- WHAT THIS TASK INVOLVES -
Extend the article about the ILWU's May Day port shutdown against the Iraq war, starting right after its last sentence.

+++ EXTRACTED TEXT

Saturday, April 26, 2008

(Dick Meister)NO PEACE, NO WORK
By Dick Meister
 
Organized labor is set to mark May Day - International Workers' Day - with
what could be the loudest and most forceful demand yet for rapid withdrawal
of U.S. forces from Iraq.
 
Members of the International Longshore and Warehouse Union -- the ILWU --
will lead the way by refusing to work their eight-hour morning shifts at
ports in California, Oregon and Washington.  For them, it will be a "no
peace, no work" holiday  -- in effect, a strike against the war. They will
instead lead and other anti-war demonstrations in the port cities.
 
Like many other unions and labor organizations nationwide, the ILWU has long
opposed the war in Iraq as an imperialist action in which the lives of young
working-class Americans and Iraqi citizens are being needlessly wasted.
 
"It is not liberation," as an Iraqi labor leader, Ghasib Hassan, told
delegates to a recent U.S. labor convention. "It is occupation."
 
The ILWU hopes the dramatic act of shutting down West Coast ports will
inspire Americans everywhere to oppose the war. As one longshoreman said,
"President Bush wants working and poor folks to fight his war ... the sons
and daughters of working-class families. We want them out of harm's way."
 
That's one of the main messages of the coalition, U.S. Labor Against the War
(USLAW), which has been growing steadily since the invasion of Iraq.  It's
by now the largest organized group of any kind to protest the war and is
drawing important support, not only from unions, but also from a  wide
variety of socially-conscious activist groups outside the labor movement.
 
USLAW's members, which represent millions of workers, significantly include
the AFL-CIO and most of the federation's 56 affiliated unions - among them,
of course, the ILWU. No one can doubt USLAW's ability to organize a massive
protest such as ILWU is hoping to lead. For it was  USLAW that put together
the anti-war demonstration that drew half-a-million marchers to Washington,
D.C., last year.
 
USLAW is demanding primarily that "our elected leaders stop funding the war,
bring our troops home and start meeting human needs here at home," notes
Fred Mason, an  AFL-CIO official in Maryland.  The needs being neglected to
fund the war include many public services -- education, health care and so
much more.

++++++
+++ DATA SUPPLIED

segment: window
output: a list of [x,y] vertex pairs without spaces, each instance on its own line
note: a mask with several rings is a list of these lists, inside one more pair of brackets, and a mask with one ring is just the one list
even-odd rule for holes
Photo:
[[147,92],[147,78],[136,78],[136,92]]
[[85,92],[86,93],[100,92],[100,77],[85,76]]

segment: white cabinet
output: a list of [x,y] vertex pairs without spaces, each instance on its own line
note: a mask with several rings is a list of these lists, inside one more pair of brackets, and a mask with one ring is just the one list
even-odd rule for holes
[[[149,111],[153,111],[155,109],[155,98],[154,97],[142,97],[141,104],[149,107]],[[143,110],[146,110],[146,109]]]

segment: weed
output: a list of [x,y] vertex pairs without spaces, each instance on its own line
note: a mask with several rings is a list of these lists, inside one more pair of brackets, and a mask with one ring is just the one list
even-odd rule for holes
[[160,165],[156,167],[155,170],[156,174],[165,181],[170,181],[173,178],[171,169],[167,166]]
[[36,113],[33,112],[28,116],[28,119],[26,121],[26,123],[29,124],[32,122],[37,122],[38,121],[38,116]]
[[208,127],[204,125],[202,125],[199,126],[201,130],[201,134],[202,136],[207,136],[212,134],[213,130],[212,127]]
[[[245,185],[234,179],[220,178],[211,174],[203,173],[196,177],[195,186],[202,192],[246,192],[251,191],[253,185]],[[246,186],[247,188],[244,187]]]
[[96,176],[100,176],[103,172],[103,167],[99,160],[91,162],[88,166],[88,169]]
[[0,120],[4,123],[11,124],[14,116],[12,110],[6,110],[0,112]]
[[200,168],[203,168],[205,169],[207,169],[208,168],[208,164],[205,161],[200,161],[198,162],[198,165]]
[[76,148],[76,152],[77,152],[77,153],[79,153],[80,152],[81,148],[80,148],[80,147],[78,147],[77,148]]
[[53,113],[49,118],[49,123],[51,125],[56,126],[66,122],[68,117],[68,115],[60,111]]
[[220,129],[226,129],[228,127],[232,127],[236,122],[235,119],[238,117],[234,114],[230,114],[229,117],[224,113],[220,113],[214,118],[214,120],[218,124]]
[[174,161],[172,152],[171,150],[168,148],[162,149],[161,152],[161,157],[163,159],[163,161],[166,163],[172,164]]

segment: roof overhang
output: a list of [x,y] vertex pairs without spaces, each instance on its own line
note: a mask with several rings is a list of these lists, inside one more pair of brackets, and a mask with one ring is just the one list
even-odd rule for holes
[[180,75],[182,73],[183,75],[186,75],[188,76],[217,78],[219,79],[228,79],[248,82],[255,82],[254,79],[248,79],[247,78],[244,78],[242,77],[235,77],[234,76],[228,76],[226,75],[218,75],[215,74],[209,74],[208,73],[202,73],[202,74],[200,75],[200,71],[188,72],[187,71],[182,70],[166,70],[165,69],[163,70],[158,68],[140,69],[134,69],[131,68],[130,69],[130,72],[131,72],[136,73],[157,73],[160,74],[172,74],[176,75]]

++++++

- OUTPUT FOR THIS TASK -
 
In the meantime, says Gerald McEntee, a key public employee union leader,
"We are spreading violence in Iraq, not democracy." The Bush
administration's policies, says Musicians Union leader Tom Lee, "make us
less secure, increase the threat of terrorism, and have put Iraq on a path
of civil war."
 
ILWU President Robert McEllrath has urged unions and allied groups outside
the United States to also mount protests - "to honor labor history and
express support for the troops by bringing them home safely."
 
The AFL-CIO'S opposition is particularly notable. For it marks the first
time the federation has ever opposed a war, whether the president was a
pro-labor Democrat or, as now, an anti-labor Republican. The AFL-CIO was an
outspoken supporter of the Vietnam War and of the first Persian Gulf War.
Even at the start of the Iraq war, the federation backed Bush.  But it soon
realized its error.
 
The longshoremen's union, which was not affiliated with the AFL-CIO at the
time, was firmly opposed to the Vietnam and Persian Gulf wars. The ILWU also
was a major opponent of  dictatorial regimes in South and Central America
and the apartheid regime in South Africa, its members often refusing to
handle cargo coming from or going to those countries. Just recently, ILWU
members in Tacoma, Washington, refused for "conscientious reasons" to load
cargo headed for the Iraq war zone.
 
We can only hope -- and hope fervently -- that the union's May Day show of
strong opposition to the war in Iraq will help prompt millions of others to
conclude that they, too, cannot in good conscience support that seemingly
endless war.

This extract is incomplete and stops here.